---------- TEXTO PROPORCIONADO ----------
Pero ¿por qué los jóvenes hacen más poroso el muro que divide a ricos y obres? La respuesta es simplemente fascinante. Mario pide no olvidar que uno de los emblemas de la juventud es esa loca gana de romper las cristalerías de lo sagrado. Mientras más rebelde el gesto de la muchachada, más sólida su afiliación generacional. Transgredir, desbaratar, irritar y subvertir son los verbos predilectos de los «changos» en cualquier latitud. Se vemos así las cosas, queda clarísimo el valor de la discoteca de suburbio, del boliche destartalado o de la huida hacia los arrabales. Los jóvenes se sienten más leales con su época cuando transgreden las normas y excursionan por los linderos de lo nefasto y riesgoso. «Siempre se mira como inferior lo que está cada vez más arriba, así, la transgresión se transforma en un articulador juvenil muy fuerte», refuerza Mario. Por todo eso, hay que ver el poder magnético que posee un concierto de rock interpretado dentro de un tambo alteño y lo convencional e inofensivo de uno similar realizado bajo los controles adultos en el centro de La Paz. En ese sentido, lo desarrapado, marginal, enigmático y cruel se torna en un auténtico imán generacional. En esta estamentaria sociedad colonial, quizás sólo los jóvenes sean capaces de diluir, aunque sea por breves momentos, las demarcaciones de la piel y los billetes, y de poner a lo socialmente inferior como una meta deseable en la perspectiva de irritar a la maquinaria adulta habituada a la segregación.
---------- FILAS DE DATOS ----------
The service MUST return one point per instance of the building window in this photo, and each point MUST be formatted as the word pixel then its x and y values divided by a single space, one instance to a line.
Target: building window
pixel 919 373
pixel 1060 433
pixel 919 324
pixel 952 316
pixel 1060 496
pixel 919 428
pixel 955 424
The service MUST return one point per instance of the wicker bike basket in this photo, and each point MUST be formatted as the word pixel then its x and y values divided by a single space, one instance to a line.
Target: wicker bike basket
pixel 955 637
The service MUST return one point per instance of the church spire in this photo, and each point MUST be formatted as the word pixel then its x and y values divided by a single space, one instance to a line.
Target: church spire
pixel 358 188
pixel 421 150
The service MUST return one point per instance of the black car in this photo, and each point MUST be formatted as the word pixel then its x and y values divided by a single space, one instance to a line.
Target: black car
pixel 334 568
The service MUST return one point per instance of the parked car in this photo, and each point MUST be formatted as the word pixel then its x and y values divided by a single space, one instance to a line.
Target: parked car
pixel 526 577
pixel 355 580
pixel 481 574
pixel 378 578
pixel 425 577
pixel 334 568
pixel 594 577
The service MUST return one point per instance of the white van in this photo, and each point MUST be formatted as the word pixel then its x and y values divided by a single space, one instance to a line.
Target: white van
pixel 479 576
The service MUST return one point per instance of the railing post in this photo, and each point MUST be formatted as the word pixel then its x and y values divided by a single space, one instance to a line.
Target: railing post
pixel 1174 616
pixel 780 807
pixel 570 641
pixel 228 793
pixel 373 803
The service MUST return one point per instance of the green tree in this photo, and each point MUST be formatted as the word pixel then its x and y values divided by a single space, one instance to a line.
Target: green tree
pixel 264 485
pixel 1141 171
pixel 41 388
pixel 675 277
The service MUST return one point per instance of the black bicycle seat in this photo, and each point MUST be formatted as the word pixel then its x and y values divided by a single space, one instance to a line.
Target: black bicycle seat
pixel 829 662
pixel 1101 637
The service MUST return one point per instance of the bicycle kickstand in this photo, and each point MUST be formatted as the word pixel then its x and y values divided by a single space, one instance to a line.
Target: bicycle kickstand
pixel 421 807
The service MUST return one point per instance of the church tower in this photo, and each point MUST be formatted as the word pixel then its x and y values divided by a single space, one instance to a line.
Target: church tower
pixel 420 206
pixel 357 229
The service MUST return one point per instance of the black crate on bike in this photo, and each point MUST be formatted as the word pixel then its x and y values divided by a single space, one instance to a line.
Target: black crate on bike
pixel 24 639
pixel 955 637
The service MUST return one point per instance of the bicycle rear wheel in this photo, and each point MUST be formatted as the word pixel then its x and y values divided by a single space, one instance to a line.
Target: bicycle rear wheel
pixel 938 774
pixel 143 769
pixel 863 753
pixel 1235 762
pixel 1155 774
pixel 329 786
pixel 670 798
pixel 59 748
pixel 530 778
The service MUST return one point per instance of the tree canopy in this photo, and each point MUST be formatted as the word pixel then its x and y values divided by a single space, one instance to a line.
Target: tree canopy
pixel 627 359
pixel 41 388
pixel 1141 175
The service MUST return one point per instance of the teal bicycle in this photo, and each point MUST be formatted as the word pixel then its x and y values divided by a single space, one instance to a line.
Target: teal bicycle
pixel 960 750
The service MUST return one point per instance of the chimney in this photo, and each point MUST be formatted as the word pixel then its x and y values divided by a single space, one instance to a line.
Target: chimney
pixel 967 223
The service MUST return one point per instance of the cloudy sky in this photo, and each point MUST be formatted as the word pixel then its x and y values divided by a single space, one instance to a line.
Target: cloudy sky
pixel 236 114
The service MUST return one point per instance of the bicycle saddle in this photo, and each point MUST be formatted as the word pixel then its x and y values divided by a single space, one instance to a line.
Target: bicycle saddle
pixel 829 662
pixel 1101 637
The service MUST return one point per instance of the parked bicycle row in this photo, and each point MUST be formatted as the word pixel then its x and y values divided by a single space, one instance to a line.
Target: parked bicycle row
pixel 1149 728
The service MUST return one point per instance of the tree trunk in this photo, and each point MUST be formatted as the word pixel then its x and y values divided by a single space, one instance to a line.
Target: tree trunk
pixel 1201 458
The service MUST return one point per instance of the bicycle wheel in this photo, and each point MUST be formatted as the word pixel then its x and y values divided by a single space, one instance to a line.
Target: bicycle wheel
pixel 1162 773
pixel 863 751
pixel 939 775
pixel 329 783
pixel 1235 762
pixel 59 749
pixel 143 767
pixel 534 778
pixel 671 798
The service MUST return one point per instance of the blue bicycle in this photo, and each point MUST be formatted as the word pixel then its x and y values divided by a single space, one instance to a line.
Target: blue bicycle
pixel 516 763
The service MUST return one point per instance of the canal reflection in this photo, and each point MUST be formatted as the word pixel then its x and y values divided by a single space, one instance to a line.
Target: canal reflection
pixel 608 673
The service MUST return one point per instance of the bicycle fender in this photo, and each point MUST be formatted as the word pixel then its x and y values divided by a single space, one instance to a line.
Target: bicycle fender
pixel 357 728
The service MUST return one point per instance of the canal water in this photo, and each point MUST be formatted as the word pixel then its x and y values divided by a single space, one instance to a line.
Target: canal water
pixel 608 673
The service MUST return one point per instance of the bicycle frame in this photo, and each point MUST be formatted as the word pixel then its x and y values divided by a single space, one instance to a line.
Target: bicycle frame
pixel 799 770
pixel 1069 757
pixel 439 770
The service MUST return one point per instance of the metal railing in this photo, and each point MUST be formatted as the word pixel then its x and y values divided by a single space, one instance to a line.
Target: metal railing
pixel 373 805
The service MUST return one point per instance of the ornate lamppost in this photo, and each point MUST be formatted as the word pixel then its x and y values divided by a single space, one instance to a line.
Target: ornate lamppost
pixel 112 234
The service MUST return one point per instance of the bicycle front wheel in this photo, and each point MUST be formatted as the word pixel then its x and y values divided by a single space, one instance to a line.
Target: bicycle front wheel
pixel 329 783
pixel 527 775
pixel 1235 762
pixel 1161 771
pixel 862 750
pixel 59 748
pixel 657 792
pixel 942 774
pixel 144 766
----------
= EJERCICIOS PARA RESOLVER =
a. Según el texto sobre los jóvenes y la transgresión, ¿cuáles son los verbos predilectos de los «changos» en cualquier latitud? Enuméralos todos.
b. Extrae de las filas todas las líneas que contengan la palabra "canopy".

= RESPUESTAS POR EJERCICIO =
a. Transgredir, desbaratar, irritar y subvertir.

b.
The service MUST return one point per instance of the tree canopy in this photo, and each point MUST be formatted as the word pixel then its x and y values divided by a single space, one instance to a line.
Target: tree canopy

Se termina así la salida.